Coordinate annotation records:
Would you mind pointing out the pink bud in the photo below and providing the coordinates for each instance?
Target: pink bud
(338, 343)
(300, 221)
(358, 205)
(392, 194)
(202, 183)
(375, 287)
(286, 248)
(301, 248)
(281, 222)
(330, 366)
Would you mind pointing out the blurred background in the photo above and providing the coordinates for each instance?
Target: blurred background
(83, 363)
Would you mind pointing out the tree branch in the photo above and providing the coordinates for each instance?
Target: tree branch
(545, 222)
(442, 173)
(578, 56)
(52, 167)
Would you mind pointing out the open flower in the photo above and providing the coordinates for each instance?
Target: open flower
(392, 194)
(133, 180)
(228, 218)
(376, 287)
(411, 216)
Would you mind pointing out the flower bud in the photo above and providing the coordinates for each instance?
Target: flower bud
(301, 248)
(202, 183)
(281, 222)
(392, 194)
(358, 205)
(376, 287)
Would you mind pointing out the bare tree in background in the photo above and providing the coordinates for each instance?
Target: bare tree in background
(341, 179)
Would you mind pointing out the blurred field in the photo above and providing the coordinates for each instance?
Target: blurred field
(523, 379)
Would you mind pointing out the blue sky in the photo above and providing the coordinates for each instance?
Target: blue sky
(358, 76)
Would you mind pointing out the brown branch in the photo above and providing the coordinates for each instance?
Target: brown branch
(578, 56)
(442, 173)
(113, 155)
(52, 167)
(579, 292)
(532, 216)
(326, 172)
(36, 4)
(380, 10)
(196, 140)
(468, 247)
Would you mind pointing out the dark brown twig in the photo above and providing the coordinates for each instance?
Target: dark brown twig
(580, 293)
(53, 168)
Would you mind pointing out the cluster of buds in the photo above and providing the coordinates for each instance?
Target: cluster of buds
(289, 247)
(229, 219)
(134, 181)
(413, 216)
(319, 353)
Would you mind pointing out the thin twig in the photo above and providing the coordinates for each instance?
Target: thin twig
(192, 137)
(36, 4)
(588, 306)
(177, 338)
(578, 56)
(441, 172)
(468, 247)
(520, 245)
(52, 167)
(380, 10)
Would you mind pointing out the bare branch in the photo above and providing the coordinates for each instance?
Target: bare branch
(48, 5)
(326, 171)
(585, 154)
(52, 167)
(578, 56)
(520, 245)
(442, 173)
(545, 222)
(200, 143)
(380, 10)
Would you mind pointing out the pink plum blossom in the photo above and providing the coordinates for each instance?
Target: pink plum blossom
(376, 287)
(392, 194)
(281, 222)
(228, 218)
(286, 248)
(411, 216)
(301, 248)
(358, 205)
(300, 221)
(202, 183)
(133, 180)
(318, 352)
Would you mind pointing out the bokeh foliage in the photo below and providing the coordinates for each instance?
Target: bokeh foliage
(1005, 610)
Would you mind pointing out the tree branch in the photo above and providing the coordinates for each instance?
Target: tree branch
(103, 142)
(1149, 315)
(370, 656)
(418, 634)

[Exercise objective] Rewrite every line from the one containing "Would you mind pointing out the brown" through the end of the records, requests included. Multiply each coordinate in the answers by 0.95 and round it to a whole number, rounding halves up.

[Answer to the problem]
Would you mind pointing out the brown branch in the photo above and providing the coordinates for each instance?
Target: brown branch
(549, 53)
(420, 164)
(107, 147)
(49, 159)
(550, 277)
(505, 205)
(310, 163)
(34, 4)
(361, 10)
(186, 133)
(445, 235)
Would you mind pointing out the dark brown twig in the photo above and providing the coordinates for each instance?
Target: dark brown twig
(551, 278)
(50, 160)
Would you mind pointing out the cluster of buds in the photo above and providing the coordinates for each instance?
Target: cluster of buds
(275, 235)
(218, 208)
(127, 172)
(392, 205)
(303, 335)
Would you mind pointing out the thin twig in the photo above and providing the coordinates for each instance?
Target: thin twig
(182, 130)
(34, 4)
(559, 291)
(168, 321)
(549, 53)
(419, 163)
(445, 235)
(494, 233)
(49, 159)
(361, 10)
Would you mind pointing out the bare branch in the photo above and providing the coordinates for each instance?
Target: bare branch
(46, 5)
(310, 162)
(556, 146)
(49, 159)
(549, 53)
(494, 233)
(420, 164)
(518, 211)
(190, 136)
(361, 10)
Would you mind pointing out the pink plum blossom in the photo above and providing the coordinates for each instance?
Target: pink plum blossom
(357, 273)
(372, 184)
(267, 211)
(217, 207)
(272, 236)
(390, 205)
(286, 236)
(340, 195)
(285, 210)
(192, 174)
(126, 171)
(302, 334)
Would you mind pointing out the bokeh foliage in the photo below and providing the coordinates for each instance?
Target: bokeh foliage
(955, 580)
Would you mind pointing out the tree branch in the photo above and providing the coordinates for each instance?
Target: tree branch
(98, 135)
(1092, 299)
(352, 623)
(397, 602)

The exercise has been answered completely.